START SOURCE EXTRACT

Many Dhaka University teachers and students were manhandled and detained for staging a peaceful protest. They were questioning the presence of an army camp at the Central stadium of the university for which they were brutally beaten up by army and police forces and several of them were detained.

Civil rights organisations in the world have strongly condemned the attack on the university faculty and students. Asha Parivar, an international network of individuals who are committed to establishing a just and humane social order free from all discriminations, has spoken out against the incident.

“The quality of education and the prevalence of campus violence in Bangladesh, particularly in institutions of higher education, and their unavoidable interaction, are some of the major concerns in the country’s educational sector,” reported a Dhaka University Press publication **Quality of Education and Campus Violence** in 2000. Despite these reports, the grim scene at the university hasn’t changed much over the past years.

END SOURCE EXTRACT

> _TASK LIST_:
1. Transcribe the Dhaka University passage word for word, everything from "Civil rights organisations" down to "against the incident.".
2. Answer these questions from the Dhaka University passage:
(a) Where on campus was the army camp whose presence the protesters questioned?
(b) Which forces beat up the protesters?
(c) Who published Quality of Education and Campus Violence, and in what year?

START GIVEN RECORDS

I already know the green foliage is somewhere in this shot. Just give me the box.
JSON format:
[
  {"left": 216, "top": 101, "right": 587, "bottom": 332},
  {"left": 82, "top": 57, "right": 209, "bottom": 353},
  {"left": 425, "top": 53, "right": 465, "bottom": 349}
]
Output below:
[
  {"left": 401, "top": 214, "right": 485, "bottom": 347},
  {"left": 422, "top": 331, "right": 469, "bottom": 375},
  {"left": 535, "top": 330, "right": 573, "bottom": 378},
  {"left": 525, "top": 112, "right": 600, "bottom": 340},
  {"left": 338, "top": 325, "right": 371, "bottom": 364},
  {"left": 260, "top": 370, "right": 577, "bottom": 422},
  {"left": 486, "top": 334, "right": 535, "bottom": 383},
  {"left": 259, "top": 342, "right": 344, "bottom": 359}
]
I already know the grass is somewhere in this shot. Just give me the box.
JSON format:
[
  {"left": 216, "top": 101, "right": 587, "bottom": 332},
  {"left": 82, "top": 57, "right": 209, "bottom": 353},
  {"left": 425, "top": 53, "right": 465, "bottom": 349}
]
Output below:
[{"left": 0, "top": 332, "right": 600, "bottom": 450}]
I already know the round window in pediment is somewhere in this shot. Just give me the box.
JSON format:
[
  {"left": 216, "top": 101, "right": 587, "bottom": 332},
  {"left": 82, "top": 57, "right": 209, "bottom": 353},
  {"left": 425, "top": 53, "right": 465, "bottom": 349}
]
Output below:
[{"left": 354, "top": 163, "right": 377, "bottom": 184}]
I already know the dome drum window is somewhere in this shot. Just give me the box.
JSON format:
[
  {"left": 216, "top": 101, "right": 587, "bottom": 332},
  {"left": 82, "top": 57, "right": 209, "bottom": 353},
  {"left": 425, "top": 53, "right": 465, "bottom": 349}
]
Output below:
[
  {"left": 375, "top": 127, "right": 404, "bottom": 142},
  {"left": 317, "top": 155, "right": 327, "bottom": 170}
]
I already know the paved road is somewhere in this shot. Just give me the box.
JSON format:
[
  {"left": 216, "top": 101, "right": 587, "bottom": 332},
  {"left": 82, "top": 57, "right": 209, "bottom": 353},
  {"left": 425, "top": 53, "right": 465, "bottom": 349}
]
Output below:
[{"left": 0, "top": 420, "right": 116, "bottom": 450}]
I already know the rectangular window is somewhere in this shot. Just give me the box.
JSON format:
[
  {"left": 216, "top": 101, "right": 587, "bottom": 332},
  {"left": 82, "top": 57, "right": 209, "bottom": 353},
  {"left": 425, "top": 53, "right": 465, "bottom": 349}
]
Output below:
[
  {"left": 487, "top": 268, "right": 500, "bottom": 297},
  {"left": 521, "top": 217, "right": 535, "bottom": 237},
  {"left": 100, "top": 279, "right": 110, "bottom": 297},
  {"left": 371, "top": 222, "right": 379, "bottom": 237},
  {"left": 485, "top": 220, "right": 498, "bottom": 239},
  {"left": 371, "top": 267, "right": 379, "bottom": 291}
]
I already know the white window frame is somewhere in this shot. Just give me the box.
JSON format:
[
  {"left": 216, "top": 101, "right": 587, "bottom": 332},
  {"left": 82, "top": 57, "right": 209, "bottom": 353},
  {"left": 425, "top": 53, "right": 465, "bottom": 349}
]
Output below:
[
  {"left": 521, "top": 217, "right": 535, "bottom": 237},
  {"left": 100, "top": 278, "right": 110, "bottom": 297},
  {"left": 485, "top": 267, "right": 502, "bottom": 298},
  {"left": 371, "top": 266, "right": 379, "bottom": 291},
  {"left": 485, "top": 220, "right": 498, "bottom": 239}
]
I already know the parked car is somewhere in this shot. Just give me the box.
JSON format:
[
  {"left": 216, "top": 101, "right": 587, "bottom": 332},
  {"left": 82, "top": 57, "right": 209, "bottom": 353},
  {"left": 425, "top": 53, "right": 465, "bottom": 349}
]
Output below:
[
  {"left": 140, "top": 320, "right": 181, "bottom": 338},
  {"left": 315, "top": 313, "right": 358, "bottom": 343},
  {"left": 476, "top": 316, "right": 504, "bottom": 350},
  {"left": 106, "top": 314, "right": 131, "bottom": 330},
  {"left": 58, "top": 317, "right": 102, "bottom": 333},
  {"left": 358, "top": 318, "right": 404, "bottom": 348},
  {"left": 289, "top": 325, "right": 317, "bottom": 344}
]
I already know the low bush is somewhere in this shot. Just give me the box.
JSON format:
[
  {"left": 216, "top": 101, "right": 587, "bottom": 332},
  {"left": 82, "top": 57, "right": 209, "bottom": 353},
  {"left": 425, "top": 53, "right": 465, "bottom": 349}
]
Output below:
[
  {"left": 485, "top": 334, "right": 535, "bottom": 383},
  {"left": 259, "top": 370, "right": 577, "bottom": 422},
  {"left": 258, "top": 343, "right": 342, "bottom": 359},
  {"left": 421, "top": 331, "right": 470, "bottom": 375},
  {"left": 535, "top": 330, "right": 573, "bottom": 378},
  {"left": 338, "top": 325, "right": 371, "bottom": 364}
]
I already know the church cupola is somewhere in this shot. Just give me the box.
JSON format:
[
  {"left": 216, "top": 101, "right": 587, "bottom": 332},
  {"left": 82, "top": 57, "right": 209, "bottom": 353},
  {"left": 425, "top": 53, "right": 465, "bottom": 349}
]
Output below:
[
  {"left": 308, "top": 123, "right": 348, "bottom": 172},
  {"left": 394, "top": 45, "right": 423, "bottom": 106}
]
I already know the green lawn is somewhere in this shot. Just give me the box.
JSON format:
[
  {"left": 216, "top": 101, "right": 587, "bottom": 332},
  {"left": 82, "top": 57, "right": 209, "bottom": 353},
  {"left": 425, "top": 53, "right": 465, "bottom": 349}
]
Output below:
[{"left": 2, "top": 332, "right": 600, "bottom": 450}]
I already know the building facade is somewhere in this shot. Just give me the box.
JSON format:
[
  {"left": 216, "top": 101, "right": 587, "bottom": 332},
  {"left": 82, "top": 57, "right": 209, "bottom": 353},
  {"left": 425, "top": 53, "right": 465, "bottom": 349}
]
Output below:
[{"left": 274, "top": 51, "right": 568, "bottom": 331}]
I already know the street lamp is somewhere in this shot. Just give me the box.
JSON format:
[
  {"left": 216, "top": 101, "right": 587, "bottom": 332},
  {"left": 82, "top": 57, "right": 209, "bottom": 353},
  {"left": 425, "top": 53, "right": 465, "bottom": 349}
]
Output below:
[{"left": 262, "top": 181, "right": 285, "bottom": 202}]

END GIVEN RECORDS

> _ANSWERS TO THE EXERCISES_:
1.
Civil rights organisations in the world have strongly condemned the attack on the university faculty and students. Asha Parivar, an international network of individuals who are committed to establishing a just and humane social order free from all discriminations, has spoken out against the incident.

2.
(a) At the Central stadium of the university.
(b) Army and police forces.
(c) Dhaka University Press, in 2000.